- Spatial localization data
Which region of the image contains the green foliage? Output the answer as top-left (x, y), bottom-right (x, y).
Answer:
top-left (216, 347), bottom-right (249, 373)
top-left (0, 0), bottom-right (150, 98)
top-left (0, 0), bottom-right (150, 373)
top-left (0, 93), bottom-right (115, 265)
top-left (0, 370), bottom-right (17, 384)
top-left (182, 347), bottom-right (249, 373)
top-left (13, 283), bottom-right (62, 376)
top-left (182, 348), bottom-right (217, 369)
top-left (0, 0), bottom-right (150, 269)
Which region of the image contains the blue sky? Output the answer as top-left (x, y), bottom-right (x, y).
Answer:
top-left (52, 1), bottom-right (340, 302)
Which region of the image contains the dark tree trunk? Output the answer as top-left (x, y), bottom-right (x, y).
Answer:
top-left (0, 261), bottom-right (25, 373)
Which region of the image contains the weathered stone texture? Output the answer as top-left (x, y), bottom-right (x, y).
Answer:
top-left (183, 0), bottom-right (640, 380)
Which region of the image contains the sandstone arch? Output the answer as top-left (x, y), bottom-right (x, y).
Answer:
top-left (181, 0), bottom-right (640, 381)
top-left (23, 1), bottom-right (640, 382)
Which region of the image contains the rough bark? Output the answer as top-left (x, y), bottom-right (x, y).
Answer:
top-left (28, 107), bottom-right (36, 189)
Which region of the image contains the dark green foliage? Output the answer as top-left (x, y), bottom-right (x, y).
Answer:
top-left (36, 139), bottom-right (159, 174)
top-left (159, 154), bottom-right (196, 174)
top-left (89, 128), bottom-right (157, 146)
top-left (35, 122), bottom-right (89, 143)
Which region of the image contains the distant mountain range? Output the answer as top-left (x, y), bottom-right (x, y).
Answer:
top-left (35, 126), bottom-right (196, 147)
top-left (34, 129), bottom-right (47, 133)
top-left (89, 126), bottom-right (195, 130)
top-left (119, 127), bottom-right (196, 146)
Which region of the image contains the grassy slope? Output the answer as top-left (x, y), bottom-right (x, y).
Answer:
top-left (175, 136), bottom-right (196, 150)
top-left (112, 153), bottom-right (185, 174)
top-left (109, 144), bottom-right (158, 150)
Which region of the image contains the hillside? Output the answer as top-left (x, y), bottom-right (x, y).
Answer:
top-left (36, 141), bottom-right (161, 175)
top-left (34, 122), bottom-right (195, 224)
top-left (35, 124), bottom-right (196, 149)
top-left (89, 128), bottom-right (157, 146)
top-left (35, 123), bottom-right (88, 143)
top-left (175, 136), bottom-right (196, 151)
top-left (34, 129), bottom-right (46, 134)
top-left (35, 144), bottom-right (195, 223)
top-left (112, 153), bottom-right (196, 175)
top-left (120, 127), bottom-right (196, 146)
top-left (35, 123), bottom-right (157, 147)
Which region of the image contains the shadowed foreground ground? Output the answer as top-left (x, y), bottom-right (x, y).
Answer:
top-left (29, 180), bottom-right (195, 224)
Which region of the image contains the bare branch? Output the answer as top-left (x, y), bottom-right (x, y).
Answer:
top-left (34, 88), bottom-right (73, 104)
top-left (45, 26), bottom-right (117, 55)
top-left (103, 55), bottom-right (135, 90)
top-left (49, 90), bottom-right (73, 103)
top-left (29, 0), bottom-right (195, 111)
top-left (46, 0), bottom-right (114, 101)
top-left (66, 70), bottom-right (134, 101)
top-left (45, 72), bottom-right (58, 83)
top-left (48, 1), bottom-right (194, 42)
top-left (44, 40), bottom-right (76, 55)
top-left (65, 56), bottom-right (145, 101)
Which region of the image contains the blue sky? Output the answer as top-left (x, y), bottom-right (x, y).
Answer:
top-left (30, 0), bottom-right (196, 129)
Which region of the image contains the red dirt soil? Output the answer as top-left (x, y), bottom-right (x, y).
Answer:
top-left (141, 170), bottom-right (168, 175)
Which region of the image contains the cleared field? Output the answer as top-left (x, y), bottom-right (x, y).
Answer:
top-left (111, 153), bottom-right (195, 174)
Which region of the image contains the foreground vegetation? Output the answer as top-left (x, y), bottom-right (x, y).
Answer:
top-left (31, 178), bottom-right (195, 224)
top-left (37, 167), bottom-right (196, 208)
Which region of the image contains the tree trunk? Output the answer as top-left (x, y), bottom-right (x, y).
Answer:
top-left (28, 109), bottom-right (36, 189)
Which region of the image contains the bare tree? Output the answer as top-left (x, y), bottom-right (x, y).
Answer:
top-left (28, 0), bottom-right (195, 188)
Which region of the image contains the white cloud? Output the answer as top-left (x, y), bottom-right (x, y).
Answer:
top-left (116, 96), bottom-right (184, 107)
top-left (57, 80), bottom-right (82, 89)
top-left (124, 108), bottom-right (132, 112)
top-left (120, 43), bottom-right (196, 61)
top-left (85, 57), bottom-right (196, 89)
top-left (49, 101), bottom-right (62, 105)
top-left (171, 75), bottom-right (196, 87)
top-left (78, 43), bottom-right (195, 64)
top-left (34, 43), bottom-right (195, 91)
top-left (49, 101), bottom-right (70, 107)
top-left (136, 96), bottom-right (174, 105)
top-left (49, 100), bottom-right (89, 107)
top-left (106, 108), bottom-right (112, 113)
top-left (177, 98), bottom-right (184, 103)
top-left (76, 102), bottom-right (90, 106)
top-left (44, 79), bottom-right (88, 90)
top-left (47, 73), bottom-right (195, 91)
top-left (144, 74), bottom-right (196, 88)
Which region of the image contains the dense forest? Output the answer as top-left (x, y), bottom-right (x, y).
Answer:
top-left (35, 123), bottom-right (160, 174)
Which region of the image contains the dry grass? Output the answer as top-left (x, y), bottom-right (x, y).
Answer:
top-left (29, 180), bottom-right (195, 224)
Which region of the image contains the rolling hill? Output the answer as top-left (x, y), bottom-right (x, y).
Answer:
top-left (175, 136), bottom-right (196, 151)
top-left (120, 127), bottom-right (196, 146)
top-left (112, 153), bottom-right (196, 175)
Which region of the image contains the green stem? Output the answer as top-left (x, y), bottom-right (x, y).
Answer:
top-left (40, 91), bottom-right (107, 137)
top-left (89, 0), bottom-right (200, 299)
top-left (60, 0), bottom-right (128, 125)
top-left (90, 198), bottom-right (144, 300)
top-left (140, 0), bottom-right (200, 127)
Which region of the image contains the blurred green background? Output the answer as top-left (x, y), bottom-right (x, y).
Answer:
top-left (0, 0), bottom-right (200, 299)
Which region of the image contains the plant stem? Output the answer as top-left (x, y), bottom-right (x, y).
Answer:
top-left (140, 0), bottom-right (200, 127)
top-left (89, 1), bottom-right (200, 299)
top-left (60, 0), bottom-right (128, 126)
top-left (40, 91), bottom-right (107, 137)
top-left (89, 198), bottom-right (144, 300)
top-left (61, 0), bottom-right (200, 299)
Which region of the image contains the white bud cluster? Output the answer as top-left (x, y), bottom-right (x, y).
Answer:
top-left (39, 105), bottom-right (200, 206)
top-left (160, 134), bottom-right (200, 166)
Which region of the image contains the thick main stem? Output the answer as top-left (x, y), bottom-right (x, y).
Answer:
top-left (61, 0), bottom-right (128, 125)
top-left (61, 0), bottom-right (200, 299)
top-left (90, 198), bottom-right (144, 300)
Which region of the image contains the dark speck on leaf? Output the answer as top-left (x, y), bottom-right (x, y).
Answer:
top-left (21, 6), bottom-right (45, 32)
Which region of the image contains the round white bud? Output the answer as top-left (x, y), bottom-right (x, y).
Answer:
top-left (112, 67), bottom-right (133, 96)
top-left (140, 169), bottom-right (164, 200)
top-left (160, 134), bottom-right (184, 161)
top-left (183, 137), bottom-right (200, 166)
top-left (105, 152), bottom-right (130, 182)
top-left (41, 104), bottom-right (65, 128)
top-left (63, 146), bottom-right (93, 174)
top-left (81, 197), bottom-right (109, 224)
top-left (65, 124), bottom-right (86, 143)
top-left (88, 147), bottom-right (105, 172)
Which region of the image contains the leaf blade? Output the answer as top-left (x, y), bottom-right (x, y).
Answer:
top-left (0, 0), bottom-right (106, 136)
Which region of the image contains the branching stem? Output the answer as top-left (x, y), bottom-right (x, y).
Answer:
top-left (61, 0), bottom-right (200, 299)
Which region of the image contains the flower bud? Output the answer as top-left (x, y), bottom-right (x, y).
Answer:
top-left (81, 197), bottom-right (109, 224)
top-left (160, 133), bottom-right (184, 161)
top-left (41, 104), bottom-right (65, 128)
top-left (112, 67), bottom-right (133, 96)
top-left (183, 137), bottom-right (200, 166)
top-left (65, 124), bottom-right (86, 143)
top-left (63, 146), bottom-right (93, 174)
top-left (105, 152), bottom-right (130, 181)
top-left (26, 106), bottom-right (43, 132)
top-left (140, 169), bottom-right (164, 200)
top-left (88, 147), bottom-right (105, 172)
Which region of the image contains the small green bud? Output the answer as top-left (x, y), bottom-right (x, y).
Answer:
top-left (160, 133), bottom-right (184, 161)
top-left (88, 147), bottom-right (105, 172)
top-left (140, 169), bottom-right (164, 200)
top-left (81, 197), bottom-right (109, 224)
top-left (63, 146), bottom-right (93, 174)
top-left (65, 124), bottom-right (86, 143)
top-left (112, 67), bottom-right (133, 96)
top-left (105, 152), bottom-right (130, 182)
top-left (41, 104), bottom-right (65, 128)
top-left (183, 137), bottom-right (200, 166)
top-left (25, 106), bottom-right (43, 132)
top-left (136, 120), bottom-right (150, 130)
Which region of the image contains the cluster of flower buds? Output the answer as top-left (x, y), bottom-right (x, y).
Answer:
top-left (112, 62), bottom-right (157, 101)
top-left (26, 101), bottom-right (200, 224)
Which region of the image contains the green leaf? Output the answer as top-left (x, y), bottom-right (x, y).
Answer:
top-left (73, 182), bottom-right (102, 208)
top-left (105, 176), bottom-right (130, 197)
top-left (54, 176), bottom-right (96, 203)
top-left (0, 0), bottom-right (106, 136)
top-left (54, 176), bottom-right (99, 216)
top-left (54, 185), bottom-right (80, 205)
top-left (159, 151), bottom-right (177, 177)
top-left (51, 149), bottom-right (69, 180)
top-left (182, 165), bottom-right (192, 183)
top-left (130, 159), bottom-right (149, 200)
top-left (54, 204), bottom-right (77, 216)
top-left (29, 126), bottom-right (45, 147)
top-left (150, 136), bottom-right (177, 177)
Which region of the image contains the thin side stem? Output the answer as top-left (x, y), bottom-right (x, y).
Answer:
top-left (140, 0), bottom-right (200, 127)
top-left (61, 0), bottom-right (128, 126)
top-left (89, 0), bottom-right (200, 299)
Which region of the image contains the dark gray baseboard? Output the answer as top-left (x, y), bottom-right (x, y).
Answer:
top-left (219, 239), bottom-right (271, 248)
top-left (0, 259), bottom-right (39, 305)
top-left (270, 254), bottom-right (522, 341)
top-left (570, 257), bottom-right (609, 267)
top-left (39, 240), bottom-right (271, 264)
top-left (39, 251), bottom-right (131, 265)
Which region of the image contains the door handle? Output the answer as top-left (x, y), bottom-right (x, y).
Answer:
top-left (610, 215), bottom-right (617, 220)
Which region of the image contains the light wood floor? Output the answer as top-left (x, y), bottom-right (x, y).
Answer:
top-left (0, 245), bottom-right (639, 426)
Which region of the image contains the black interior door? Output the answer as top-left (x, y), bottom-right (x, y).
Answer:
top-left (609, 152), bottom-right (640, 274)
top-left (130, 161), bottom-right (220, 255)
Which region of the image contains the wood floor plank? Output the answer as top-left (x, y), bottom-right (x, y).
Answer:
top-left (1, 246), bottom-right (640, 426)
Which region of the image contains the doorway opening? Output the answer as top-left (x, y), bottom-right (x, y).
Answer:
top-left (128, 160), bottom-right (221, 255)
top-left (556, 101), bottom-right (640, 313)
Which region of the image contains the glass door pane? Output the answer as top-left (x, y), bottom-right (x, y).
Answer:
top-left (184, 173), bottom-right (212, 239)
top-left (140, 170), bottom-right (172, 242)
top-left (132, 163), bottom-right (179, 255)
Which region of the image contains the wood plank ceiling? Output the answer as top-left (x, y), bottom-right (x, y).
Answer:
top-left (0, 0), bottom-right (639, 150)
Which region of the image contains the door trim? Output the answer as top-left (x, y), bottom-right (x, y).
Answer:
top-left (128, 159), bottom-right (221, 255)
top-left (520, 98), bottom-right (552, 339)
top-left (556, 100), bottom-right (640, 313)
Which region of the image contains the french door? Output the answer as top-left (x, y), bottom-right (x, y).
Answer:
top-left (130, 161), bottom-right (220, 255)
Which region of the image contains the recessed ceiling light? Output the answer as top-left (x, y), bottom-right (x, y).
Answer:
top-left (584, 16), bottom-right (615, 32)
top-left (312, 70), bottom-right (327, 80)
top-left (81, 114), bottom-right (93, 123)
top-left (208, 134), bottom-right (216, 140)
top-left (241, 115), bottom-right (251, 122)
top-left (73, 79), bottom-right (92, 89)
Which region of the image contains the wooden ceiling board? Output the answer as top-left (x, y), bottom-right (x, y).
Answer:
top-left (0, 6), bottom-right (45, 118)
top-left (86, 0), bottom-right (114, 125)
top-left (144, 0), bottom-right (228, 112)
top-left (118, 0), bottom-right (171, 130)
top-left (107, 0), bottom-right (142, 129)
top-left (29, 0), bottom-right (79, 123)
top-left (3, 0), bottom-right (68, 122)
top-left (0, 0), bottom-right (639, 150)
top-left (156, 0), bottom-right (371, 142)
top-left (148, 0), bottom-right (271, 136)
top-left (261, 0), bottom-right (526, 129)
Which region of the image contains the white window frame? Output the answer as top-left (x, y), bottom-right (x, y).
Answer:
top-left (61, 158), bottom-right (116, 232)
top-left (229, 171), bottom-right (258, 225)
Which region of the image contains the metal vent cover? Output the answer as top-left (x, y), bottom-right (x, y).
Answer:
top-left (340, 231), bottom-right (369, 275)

- Instructions for the task
Go through the entries line by line and count those with "green". Give only the count.

- The completed task
6